▶ WORK TO DO:
Count the lines in the material below that contain the string "hijab", treating case as significant, and reply with only the number.

== INFORMATION SHOWN ==

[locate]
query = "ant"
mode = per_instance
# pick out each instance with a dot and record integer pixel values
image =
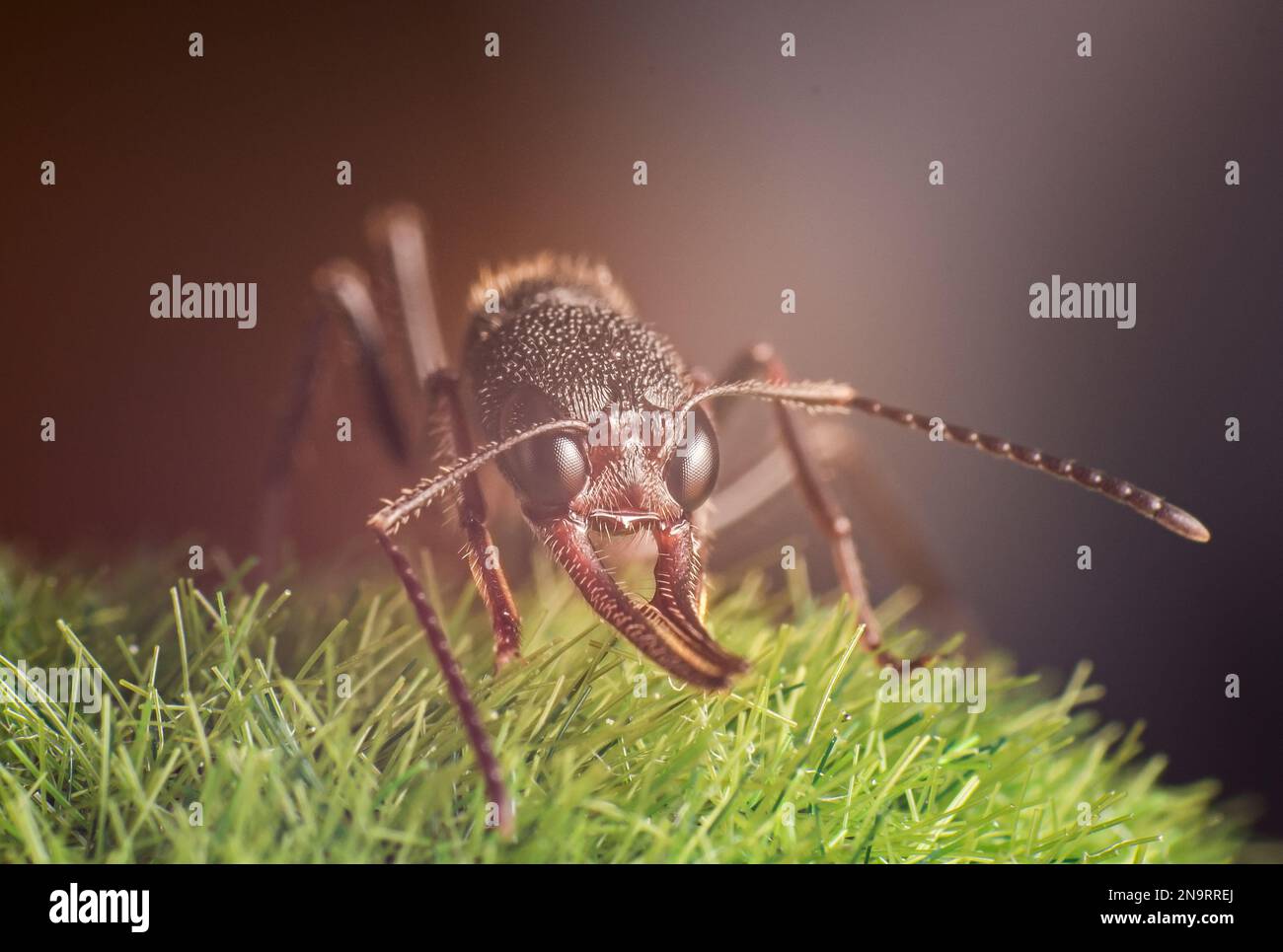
(553, 344)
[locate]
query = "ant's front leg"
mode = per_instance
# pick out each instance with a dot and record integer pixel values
(761, 361)
(344, 297)
(443, 388)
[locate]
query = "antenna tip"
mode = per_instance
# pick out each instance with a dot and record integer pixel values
(1183, 524)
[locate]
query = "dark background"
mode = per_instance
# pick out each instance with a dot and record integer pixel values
(765, 174)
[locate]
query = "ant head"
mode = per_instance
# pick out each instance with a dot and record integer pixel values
(636, 466)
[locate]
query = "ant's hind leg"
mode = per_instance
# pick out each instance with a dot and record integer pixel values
(399, 240)
(342, 294)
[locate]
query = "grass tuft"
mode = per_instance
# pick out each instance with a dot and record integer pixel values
(257, 725)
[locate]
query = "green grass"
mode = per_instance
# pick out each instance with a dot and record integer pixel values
(315, 728)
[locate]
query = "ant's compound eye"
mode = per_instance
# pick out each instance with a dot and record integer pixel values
(551, 470)
(693, 470)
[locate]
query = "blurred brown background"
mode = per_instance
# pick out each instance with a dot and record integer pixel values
(764, 174)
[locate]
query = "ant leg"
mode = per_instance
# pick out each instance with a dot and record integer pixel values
(876, 508)
(344, 295)
(443, 387)
(398, 238)
(761, 361)
(458, 688)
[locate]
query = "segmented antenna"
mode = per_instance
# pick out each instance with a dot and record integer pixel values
(1141, 500)
(826, 396)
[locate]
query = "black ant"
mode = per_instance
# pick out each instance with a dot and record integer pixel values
(555, 346)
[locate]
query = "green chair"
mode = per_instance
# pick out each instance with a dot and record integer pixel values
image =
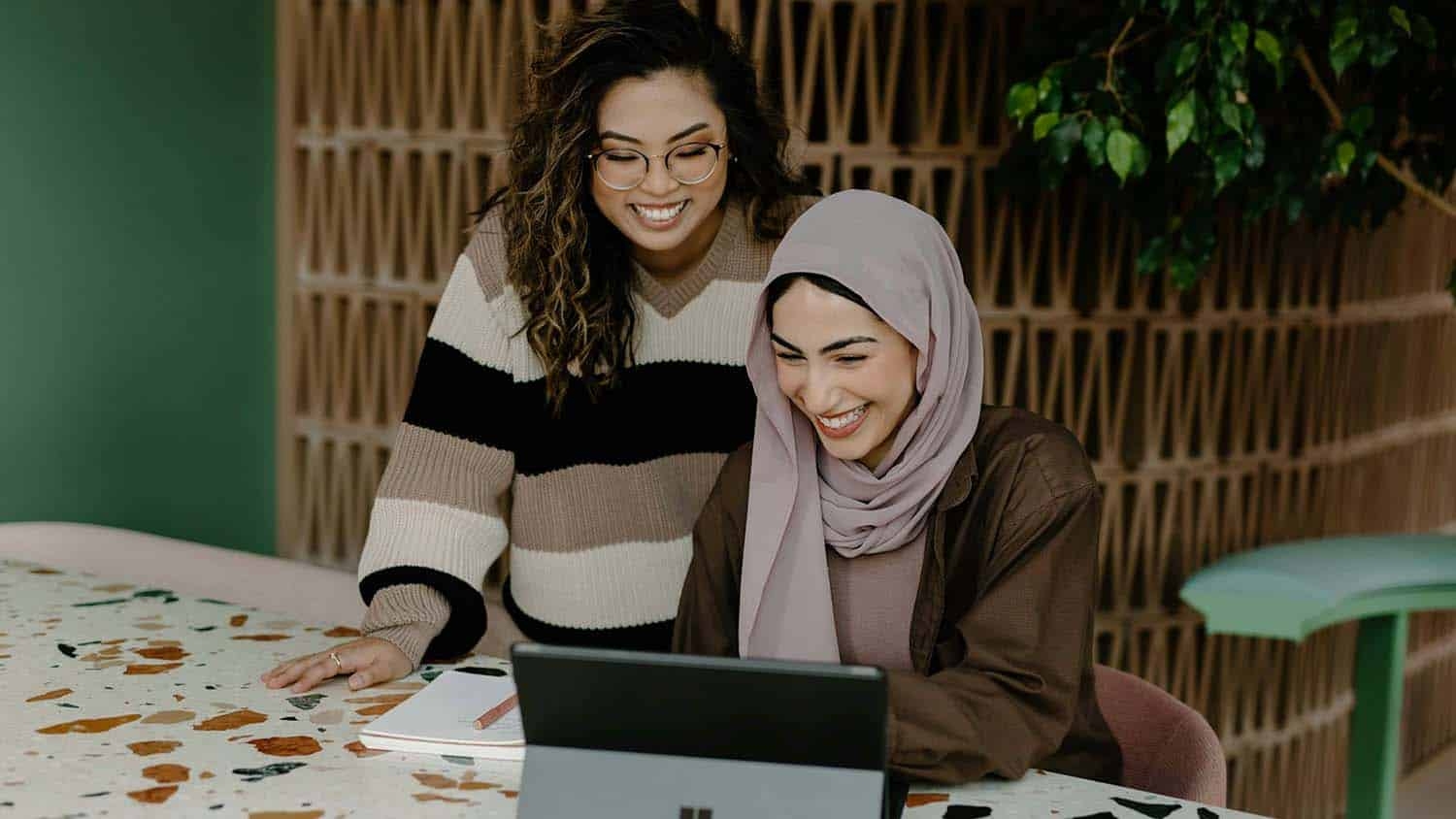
(1293, 589)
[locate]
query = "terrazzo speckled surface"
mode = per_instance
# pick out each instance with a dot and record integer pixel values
(122, 700)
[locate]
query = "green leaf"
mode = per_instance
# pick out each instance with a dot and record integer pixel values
(1182, 271)
(1345, 154)
(1398, 15)
(1360, 119)
(1226, 163)
(1187, 55)
(1267, 44)
(1345, 28)
(1044, 124)
(1231, 115)
(1120, 151)
(1094, 140)
(1423, 31)
(1240, 34)
(1065, 139)
(1021, 102)
(1179, 121)
(1344, 54)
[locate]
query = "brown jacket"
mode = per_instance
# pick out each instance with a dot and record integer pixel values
(1002, 627)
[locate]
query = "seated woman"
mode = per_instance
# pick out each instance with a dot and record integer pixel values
(881, 515)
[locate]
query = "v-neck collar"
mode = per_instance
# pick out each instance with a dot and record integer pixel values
(670, 300)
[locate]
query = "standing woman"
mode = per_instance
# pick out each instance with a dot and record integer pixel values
(582, 380)
(884, 516)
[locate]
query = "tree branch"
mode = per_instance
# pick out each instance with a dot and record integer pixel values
(1400, 174)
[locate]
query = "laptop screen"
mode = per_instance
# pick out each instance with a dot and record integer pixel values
(712, 707)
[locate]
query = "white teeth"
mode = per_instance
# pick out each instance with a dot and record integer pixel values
(660, 214)
(841, 422)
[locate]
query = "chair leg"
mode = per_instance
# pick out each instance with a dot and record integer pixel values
(1374, 731)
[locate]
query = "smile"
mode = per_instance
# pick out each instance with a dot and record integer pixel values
(660, 217)
(842, 425)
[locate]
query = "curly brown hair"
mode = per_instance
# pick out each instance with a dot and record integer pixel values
(567, 262)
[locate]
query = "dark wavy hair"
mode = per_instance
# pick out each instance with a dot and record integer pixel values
(568, 264)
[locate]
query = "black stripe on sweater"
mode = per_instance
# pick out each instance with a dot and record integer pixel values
(466, 623)
(657, 410)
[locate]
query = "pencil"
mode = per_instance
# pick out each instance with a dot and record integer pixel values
(495, 713)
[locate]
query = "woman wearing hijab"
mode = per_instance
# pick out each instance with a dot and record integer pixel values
(881, 515)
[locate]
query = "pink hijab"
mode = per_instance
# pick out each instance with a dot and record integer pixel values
(801, 501)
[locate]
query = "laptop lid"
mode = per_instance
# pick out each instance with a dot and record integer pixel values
(788, 713)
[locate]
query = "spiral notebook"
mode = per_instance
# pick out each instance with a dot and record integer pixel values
(440, 719)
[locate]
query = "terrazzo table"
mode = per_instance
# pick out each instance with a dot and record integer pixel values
(119, 700)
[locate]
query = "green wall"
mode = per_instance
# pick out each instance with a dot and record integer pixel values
(137, 267)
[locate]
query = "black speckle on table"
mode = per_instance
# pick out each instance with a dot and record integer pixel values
(1146, 807)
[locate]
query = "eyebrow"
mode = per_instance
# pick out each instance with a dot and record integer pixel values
(635, 142)
(832, 346)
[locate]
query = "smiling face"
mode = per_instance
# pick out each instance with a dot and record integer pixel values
(669, 224)
(849, 373)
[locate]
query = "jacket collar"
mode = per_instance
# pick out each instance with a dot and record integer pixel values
(958, 486)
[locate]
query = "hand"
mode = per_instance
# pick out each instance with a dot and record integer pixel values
(369, 661)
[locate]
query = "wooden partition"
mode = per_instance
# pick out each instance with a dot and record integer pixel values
(1305, 389)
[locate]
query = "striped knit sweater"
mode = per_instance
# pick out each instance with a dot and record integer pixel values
(597, 504)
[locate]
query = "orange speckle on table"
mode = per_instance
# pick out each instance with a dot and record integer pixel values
(376, 710)
(154, 746)
(169, 717)
(162, 653)
(357, 748)
(287, 745)
(436, 781)
(89, 726)
(168, 772)
(150, 668)
(230, 720)
(153, 796)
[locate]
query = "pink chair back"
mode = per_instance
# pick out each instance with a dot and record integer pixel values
(1168, 748)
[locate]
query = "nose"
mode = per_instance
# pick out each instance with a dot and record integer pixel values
(818, 393)
(658, 182)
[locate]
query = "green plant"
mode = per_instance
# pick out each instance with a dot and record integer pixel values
(1173, 110)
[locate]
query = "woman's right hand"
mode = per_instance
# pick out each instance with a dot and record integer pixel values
(369, 661)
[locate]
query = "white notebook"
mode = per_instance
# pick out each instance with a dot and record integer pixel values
(440, 719)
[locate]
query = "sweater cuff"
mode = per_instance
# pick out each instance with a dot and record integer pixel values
(408, 615)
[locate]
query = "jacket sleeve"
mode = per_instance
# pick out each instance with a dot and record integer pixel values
(1010, 700)
(708, 606)
(439, 516)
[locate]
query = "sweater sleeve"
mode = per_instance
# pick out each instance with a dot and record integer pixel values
(440, 512)
(1010, 700)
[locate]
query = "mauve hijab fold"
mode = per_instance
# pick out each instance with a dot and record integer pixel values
(803, 499)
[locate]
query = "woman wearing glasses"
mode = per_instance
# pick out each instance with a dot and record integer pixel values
(582, 380)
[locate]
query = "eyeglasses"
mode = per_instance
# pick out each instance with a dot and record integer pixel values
(623, 169)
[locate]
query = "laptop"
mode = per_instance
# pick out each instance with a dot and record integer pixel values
(635, 735)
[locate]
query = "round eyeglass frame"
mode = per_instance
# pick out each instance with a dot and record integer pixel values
(646, 163)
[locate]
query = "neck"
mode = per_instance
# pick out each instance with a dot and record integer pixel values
(673, 264)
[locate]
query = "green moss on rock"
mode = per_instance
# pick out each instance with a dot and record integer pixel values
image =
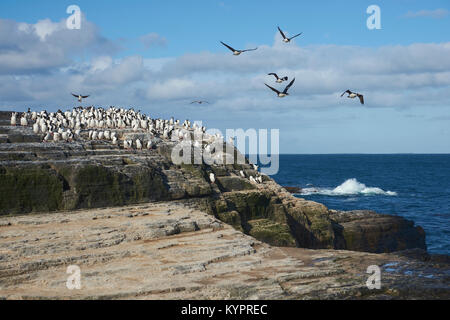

===

▶ ANSWER TO THIS PROBLEM:
3